#### Exercise materials
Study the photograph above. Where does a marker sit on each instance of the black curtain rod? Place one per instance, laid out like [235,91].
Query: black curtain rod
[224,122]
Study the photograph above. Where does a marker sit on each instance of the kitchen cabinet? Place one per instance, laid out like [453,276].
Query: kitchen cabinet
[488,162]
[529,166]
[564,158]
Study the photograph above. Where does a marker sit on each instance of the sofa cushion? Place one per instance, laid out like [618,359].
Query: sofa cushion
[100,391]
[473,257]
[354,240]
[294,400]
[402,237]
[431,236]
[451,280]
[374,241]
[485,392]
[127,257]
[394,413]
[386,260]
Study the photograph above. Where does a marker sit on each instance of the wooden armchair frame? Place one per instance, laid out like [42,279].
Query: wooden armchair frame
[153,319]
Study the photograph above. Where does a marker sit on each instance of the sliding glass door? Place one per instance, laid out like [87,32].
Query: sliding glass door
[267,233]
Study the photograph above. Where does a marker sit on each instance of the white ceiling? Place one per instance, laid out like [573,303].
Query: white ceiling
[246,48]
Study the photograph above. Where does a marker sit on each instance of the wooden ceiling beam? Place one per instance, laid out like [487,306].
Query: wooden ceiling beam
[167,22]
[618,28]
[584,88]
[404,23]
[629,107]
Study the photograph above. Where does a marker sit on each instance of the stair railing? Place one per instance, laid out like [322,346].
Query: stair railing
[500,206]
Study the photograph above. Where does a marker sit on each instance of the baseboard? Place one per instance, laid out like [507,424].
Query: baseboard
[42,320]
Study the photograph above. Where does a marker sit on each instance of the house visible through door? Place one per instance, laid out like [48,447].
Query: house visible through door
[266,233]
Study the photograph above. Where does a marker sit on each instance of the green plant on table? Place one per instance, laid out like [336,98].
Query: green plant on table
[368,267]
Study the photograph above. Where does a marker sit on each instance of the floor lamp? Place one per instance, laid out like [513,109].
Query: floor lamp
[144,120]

* * *

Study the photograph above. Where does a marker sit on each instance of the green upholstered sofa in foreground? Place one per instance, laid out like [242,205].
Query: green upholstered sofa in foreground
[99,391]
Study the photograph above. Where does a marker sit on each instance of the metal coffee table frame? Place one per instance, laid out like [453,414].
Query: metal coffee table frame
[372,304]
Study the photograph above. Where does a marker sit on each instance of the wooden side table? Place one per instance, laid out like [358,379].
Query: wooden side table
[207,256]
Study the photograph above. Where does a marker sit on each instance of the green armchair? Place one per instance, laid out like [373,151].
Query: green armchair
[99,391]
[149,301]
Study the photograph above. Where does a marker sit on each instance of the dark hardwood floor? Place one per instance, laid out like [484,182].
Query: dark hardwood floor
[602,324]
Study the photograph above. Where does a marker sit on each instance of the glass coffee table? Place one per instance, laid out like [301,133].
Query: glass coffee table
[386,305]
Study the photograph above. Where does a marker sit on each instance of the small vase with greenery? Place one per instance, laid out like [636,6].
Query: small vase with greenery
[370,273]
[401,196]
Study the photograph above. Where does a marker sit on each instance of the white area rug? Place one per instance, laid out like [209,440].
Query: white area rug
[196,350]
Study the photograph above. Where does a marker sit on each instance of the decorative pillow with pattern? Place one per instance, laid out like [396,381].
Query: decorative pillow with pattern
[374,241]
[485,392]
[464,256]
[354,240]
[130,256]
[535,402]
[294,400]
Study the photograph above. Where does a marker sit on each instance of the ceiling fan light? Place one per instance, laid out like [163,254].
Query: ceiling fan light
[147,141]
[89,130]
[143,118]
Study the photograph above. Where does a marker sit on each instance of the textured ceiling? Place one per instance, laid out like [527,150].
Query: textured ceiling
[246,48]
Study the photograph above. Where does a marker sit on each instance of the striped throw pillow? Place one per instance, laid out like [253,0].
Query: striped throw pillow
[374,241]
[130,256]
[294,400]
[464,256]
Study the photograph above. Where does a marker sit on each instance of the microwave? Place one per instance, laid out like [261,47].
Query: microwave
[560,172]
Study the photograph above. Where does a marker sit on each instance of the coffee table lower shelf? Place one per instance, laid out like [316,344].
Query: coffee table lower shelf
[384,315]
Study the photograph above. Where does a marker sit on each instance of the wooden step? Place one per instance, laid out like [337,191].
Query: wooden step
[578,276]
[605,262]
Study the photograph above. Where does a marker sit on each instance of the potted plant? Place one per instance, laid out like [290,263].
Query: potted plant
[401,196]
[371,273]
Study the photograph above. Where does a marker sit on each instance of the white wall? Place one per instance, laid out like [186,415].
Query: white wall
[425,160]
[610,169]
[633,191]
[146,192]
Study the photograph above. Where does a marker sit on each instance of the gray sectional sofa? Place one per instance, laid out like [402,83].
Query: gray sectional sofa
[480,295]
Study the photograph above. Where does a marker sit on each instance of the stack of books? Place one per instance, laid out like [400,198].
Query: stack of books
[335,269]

#### Set problem
Select every line of the data above that contains the string "step", and copy each one out.

#### Reply
Study the photograph above. Where does a marker sit on each instance of the wooden step? Place one per instance, laid out like [337,191].
Query: wooden step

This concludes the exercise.